> [PROVIDED MATERIAL]
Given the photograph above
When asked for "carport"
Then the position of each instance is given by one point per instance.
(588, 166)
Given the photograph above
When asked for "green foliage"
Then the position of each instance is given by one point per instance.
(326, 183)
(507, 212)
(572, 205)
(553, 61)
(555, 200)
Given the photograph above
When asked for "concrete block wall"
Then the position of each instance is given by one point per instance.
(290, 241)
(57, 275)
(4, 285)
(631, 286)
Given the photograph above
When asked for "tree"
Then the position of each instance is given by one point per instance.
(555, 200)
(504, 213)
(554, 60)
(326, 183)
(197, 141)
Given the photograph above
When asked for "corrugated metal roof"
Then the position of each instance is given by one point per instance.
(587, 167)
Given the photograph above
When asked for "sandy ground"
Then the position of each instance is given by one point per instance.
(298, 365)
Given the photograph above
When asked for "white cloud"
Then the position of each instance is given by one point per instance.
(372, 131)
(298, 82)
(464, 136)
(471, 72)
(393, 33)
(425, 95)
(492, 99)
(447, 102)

---

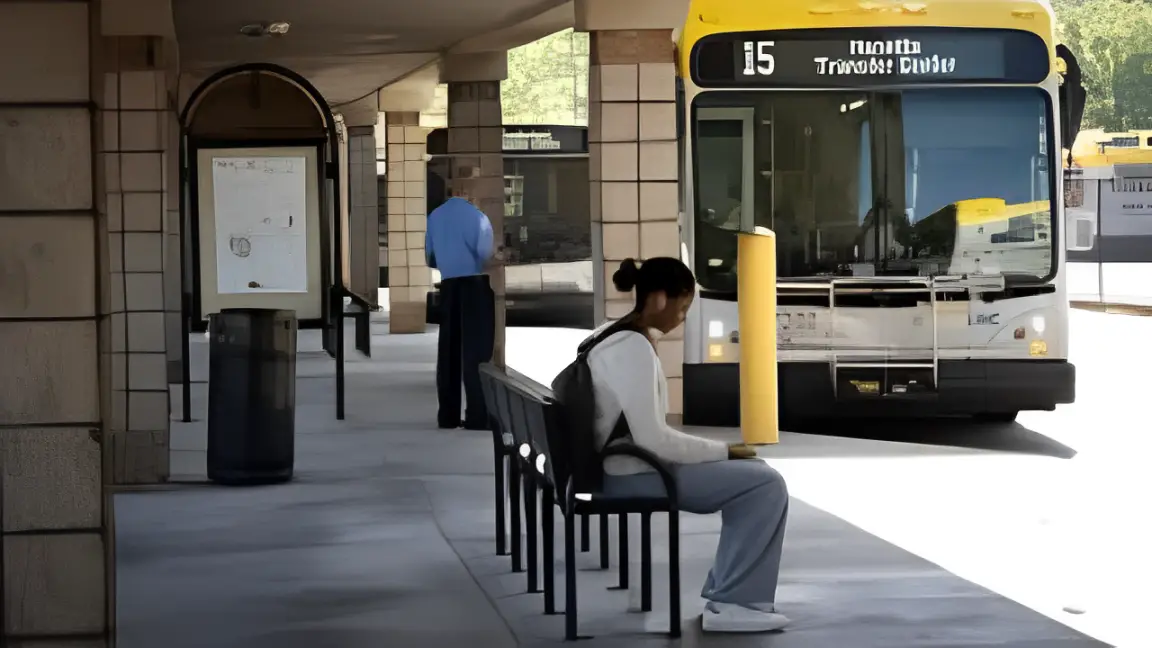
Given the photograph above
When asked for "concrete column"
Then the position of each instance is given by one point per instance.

> [TASK DIRECTIONS] State how many lines of the items contain the word "concrete", matching case exactly, and give only that number.

> [FINAL RESULT] 2